------ DATASET ROWS

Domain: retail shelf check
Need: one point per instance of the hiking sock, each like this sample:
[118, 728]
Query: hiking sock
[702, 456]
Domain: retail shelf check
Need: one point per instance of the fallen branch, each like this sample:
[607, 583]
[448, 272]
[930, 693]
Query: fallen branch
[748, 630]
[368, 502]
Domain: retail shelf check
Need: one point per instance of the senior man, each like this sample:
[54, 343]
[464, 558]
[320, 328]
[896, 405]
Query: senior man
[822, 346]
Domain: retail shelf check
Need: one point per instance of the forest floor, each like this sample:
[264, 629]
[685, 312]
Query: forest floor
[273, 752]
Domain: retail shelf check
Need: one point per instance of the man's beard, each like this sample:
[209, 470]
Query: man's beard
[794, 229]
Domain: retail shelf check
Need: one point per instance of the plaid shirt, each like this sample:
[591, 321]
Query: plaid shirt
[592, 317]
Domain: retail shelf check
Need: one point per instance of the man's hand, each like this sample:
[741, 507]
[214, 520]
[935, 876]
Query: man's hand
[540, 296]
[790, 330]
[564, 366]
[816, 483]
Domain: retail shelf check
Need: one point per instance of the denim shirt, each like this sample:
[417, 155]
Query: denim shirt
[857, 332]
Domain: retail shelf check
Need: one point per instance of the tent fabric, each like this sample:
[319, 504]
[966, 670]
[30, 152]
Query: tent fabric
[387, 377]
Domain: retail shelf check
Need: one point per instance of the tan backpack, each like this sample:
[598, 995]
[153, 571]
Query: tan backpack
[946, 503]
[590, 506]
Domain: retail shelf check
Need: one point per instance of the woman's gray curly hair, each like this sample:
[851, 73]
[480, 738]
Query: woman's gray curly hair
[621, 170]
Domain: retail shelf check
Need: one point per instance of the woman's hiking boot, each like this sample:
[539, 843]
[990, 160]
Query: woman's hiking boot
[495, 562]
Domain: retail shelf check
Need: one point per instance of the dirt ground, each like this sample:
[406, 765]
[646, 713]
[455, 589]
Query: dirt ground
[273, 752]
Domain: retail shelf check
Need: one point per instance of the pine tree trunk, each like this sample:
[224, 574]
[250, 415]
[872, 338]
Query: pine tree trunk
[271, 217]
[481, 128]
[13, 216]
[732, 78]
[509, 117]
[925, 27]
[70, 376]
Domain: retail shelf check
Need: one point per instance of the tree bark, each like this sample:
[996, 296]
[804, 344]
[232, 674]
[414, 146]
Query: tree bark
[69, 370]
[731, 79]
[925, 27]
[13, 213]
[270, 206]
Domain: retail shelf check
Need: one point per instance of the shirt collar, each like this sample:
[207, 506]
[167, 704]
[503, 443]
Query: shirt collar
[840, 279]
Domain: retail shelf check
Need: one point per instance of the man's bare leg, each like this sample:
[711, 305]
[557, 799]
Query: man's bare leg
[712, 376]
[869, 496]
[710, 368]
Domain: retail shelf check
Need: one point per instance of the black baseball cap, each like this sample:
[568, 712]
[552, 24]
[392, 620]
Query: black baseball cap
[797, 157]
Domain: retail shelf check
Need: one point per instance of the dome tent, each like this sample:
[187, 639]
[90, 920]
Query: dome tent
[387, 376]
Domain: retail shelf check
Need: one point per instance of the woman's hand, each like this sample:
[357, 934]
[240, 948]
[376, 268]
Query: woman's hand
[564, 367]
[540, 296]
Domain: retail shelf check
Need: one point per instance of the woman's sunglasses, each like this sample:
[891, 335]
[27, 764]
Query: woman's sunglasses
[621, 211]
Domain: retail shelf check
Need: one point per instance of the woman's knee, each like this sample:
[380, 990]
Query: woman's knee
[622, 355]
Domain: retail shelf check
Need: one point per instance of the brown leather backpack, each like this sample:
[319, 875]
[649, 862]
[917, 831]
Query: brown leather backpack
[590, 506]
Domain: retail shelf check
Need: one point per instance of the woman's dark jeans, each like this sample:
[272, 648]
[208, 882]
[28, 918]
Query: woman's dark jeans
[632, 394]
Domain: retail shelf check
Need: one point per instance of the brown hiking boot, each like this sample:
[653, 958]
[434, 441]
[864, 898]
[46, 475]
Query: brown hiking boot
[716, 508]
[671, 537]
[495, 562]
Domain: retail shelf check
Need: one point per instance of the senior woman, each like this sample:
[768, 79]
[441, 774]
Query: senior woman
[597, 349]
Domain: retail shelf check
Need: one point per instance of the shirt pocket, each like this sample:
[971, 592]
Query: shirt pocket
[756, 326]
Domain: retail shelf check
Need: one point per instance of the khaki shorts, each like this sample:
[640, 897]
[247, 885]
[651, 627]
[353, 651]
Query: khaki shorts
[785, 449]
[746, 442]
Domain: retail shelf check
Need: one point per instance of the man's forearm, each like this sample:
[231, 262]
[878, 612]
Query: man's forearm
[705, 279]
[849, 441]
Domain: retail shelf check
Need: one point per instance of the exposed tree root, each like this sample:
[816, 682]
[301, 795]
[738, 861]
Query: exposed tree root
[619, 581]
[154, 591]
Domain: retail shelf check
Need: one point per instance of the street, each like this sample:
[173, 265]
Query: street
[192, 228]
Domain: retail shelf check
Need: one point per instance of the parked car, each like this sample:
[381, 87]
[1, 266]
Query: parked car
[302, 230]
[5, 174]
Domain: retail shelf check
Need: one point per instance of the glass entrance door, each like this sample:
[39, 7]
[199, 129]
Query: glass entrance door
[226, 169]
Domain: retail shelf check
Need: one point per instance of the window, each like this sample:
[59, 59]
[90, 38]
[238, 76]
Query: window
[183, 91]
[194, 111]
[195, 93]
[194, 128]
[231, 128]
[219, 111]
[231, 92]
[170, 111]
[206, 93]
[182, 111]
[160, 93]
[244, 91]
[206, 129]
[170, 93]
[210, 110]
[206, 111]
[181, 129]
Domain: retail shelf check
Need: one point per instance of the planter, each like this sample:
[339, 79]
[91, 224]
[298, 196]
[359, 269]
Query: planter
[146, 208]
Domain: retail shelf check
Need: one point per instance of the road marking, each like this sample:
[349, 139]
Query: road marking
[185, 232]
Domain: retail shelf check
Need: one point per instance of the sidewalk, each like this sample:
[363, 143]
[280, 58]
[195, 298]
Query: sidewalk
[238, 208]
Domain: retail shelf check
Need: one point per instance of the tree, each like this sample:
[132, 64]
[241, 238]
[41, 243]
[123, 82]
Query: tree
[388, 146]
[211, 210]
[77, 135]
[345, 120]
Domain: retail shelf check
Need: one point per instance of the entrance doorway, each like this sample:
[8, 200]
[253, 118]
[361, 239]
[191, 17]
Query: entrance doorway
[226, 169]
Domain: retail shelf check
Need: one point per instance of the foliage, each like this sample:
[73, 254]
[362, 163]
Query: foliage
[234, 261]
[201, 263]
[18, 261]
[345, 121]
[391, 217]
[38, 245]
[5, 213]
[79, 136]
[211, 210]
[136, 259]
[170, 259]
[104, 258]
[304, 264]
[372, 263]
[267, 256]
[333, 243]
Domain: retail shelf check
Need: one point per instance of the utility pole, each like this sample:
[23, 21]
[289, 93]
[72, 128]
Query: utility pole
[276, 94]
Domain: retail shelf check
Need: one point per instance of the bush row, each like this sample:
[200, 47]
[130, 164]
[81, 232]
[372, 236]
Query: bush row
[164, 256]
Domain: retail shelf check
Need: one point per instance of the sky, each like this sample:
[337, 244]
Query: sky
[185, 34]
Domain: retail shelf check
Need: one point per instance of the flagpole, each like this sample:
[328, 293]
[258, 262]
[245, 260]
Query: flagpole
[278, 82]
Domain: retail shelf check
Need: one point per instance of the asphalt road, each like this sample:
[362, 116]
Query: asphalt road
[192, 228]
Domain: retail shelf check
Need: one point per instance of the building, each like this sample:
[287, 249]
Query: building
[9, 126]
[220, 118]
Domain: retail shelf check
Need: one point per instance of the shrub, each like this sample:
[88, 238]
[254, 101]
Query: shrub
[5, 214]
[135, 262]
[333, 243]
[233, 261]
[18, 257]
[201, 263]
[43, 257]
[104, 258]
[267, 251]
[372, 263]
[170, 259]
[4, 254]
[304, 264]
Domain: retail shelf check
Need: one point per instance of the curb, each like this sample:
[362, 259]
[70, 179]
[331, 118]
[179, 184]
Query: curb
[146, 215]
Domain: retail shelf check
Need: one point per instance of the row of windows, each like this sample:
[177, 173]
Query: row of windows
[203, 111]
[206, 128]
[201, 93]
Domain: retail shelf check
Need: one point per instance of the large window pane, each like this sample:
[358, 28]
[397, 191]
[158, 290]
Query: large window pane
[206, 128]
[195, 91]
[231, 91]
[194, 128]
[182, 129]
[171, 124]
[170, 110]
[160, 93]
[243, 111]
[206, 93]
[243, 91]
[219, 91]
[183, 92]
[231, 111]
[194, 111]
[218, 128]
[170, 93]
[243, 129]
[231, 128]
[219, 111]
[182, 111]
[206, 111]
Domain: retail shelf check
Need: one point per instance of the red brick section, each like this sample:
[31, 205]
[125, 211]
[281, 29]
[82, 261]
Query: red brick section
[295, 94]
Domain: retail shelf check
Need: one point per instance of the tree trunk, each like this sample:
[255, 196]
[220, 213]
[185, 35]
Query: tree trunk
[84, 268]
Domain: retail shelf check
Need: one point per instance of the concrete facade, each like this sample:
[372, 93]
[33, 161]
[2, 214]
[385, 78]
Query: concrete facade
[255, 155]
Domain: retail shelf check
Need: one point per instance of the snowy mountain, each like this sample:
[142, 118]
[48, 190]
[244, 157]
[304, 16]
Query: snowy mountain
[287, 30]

------------

_GIVEN REQUEST_
How many lines in the entries above contain the string "sidewalk", matching case exactly? Reply with the number only.

_RESULT_
2